··· RECORDS SHOWN
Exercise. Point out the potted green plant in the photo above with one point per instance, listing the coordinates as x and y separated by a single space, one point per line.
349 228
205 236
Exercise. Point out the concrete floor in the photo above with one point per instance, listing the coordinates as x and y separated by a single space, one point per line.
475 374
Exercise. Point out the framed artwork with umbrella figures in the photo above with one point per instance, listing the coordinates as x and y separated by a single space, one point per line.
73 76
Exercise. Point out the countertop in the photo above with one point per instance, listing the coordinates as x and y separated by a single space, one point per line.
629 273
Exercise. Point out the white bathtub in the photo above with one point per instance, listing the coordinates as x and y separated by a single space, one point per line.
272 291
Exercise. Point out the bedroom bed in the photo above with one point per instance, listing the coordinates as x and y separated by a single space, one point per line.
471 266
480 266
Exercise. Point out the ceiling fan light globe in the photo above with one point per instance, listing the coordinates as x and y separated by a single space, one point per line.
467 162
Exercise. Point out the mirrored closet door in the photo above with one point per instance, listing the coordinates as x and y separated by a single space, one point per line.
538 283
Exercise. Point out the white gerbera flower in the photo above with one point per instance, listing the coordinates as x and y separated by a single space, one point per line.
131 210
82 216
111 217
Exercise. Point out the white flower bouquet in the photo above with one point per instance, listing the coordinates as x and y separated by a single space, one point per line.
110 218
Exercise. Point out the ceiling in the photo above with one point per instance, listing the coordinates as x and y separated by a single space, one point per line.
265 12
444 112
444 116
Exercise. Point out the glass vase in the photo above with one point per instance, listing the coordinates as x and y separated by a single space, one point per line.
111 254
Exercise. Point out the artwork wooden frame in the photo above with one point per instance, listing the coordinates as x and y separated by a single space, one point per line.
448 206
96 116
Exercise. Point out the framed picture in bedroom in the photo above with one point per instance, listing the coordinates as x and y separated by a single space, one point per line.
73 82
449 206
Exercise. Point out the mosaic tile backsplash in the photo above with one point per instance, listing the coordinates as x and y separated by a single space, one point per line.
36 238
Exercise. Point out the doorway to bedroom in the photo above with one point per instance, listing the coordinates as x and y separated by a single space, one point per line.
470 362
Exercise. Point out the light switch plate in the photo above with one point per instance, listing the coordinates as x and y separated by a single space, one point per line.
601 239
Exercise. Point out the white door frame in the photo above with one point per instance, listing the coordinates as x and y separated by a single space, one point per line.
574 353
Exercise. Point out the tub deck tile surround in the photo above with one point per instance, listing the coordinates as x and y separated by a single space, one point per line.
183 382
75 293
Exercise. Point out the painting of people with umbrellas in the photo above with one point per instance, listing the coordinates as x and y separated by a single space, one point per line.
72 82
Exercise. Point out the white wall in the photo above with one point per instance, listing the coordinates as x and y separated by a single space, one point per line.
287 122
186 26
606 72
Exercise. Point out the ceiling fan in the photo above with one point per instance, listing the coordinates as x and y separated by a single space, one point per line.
······
WHAT THIS TASK INVOLVES: Write the material out again word for word.

RESULT BELOW:
Exercise. Point out the potted green plant in the photo above with one point per instance, listing the coordinates as x and y separated by a single space, one point per line.
349 228
205 236
Exercise. Point out the concrete floor in the photo above with one point per instance, listing the coordinates as x and y separated by a single space, one point per line.
475 374
Exercise. Point out the framed artwork with umbrella figures in the photo above with one point per instance, listing the coordinates as x and y separated by a single space, one point per line.
73 76
Exercise. Point out the countertop in the photo above with one point per instance, listing the coordinates as x and y separated by a single space, one point per line.
629 273
Exercise. Point out the white bathtub in the photo above with one point per instance, listing the coordinates as x and y separated by a single space, one point per line.
272 291
Exercise. Point out the bedroom bed in the photo above with one point per instance, listing the coordinates as x and y separated by a single space, one point per line.
471 266
480 266
Exercise. Point out the ceiling fan light globe in the photo above with one point per instance, listing the coordinates as x and y separated by a single space, one point per line.
467 162
Exercise. Point out the mirrored closet door in the photo above with one point per instance, listing the coordinates as x and y separated by a single space, one point per line.
538 283
Exercise. Point out the white gerbera flower in the photo above with one point per instance, listing the coordinates as x and y separated by a single space, one point per line.
131 210
82 216
111 217
Exercise. Point out the white flower bouquet in the photo above with one point per instance, listing the coordinates as x and y separated by a single space, one point per line.
110 218
Exercise. Point out the ceiling in the photo above with one point per instance, listing the coordinates as x and y separated by a single space, one point per line.
265 12
444 112
444 116
Exercise. Point out the glass vase in the photo above with one point per instance, listing the coordinates as x and y separated by a single space, one point per line.
111 254
Exercise. Point out the artwork wooden frame in the photo above with one point per instance, listing the coordinates as x and y separated by a single space, one point per line.
448 206
96 116
Exercise. Point out the framed picture in bedroom in the photo above with one point per instance, listing the coordinates as x and y separated by a single space, one point per line.
73 82
449 206
Exercise. Point out the mosaic tile backsplash in the photo above with one point per instance, listing the coordinates as x and y separated by a single space, one point per line.
36 238
Exercise. Point out the doorway to bedroom in the photo above with one point per instance, listing the coordinates as x and y separated by a single space, one point per line.
470 362
Exercise. Point out the light switch plate in the photo above with one point per instance, listing the coordinates as x and y separated by a single space, one point per line.
601 239
Exercise. Point out the white door frame in the photo above with one point per instance, listing the coordinates as x and y separated by a single space, one point per line.
574 353
Exercise. Point out the tub deck tile surround in the photo above with one point per instance, listing the coordinates as x and y separated by a single space, one point per line.
183 382
75 293
Exercise. Point out the painting of people with umbrellas in the photo above with one point per instance, listing the coordinates as x and y separated by a single space, one point per line.
72 82
Exercise. Point out the white wall in the photo above with one point per instance, listing the coordinates as x and y separated by a single space, one point per line.
287 122
186 26
606 72
Exercise. Point out the ceiling fan in the photo above with one point per instance, listing the coordinates as x and y separated by a single space, one point per line.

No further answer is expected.